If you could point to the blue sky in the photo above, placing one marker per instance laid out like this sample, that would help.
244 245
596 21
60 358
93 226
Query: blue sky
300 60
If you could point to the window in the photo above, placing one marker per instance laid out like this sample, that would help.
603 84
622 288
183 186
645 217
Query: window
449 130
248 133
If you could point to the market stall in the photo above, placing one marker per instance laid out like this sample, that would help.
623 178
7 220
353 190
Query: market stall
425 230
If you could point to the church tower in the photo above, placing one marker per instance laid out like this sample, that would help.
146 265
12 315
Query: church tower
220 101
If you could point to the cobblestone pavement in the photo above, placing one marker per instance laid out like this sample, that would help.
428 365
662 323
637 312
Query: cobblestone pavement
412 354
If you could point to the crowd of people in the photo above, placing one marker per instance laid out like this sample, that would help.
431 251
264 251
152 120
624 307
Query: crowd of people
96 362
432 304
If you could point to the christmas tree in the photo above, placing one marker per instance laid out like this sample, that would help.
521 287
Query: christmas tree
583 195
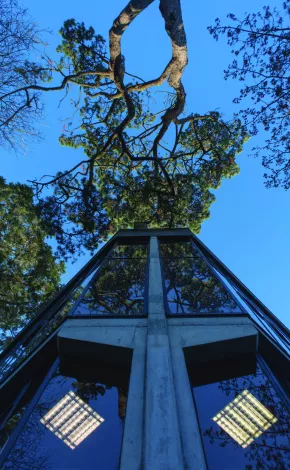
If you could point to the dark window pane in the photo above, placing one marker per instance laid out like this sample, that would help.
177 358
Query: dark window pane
41 330
119 290
10 418
129 251
178 250
244 421
191 288
76 424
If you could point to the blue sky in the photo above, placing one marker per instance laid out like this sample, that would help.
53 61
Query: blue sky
249 228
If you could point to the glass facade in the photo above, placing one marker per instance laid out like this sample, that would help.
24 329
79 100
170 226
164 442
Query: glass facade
41 330
244 419
77 422
119 286
190 286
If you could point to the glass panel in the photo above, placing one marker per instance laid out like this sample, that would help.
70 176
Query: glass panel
129 251
178 250
191 288
76 424
244 422
118 290
10 418
40 331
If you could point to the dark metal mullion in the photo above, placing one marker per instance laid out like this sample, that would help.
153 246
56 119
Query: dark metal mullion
242 287
273 380
146 280
17 431
165 299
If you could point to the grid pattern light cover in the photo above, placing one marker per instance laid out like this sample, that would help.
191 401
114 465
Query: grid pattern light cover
72 420
245 418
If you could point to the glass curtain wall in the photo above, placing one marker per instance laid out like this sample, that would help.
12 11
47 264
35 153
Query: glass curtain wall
243 415
119 287
75 422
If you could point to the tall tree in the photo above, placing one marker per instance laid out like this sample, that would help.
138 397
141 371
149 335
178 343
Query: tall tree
260 43
142 160
29 272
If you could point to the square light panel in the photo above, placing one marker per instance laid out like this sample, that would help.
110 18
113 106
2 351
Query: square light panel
245 418
72 420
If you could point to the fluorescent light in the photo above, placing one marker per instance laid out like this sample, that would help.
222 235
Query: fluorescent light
244 418
72 420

================================

Output the data above without changes, apart from leaving out the pictures.

▶ [RESULT OF THE TASK]
If you could point to the blue sky in the photo above, placing one marker per instance laid out like this sample, that would help.
244 245
596 21
60 358
93 226
Query: blue sky
300 60
If you could point to the window in the photo above, placing one marker per instance laid out like this sample, that would help.
603 84
622 288
183 186
645 217
Query: window
449 130
248 133
If you could point to the market stall in the photo above, placing one marker per instance laid out like this sample, that would help.
623 178
7 220
353 190
Query: market stall
425 230
If you could point to the church tower in the photo above, placing one marker per instance laid out like this sample, that would help.
146 265
12 315
Query: church tower
220 101
If you could point to the cobblestone pavement in the photo above, placing one marker per instance laid out like this sample, that would help.
428 365
662 323
637 312
Query: cobblestone pavement
412 354
If you could point to the crowd of people in the photo above, placing one marker per instance laid out like this sample, that would help.
431 251
264 251
152 120
624 307
Query: crowd of people
96 362
432 304
If you could point to the christmas tree in the photo above, placing one marker per instance laid out like this sample, that would help.
521 287
Query: christmas tree
583 195
If you could point to the dark window pane in the photo above, placing one marker per instance laid out like this sample, that would help.
177 358
Query: dark window pane
41 330
119 290
10 418
129 251
178 250
244 421
191 288
76 424
If you could point to the blue sky in the photo above, placing one marker per instance laid out like this sample, that would help.
53 61
Query: blue sky
249 228
If you could point to the glass facade in the photo above, placing one marker per instance laid out like this sample, that would help.
24 329
79 100
170 226
164 442
Query: glass facade
41 330
244 419
77 422
119 286
190 286
If you could point to the glass panel in the photo above, placing one marker per instance laid out like this sample, that would help.
70 176
Query: glass panel
129 251
178 250
191 288
76 424
244 422
118 290
10 418
40 331
If you could point to the dark metal mullion in the photo above, placing one marker per instance laid out like this sample, that would help.
153 246
56 119
Query: dark metal mullion
242 287
273 380
146 280
17 431
165 299
If you could point to the grid pattern light cover in the photo above, placing one marker per instance laid out like this sample, that would help.
191 401
114 465
Query: grid pattern light cover
72 420
245 418
If you could point to the glass curtain wall in the photo above, placing one marker per instance laid out like this sample, that would help.
12 11
47 264
35 153
Query: glass curtain wall
243 415
119 287
75 422
If you could point to the tall tree in the photo above, placing one marker per instance laid out like this sample, that would help.
138 397
141 371
149 335
178 343
Query: tall tree
260 43
142 160
29 272
If you could point to the square light panel in the photo above, placing one marker per instance laid out like this sample, that would help.
110 18
113 106
2 351
Query: square light panel
245 418
72 420
If you could point to the fluorescent light in the photo above, placing one marker per instance laid out like this sample, that would help.
222 235
Query: fluorescent light
244 418
72 420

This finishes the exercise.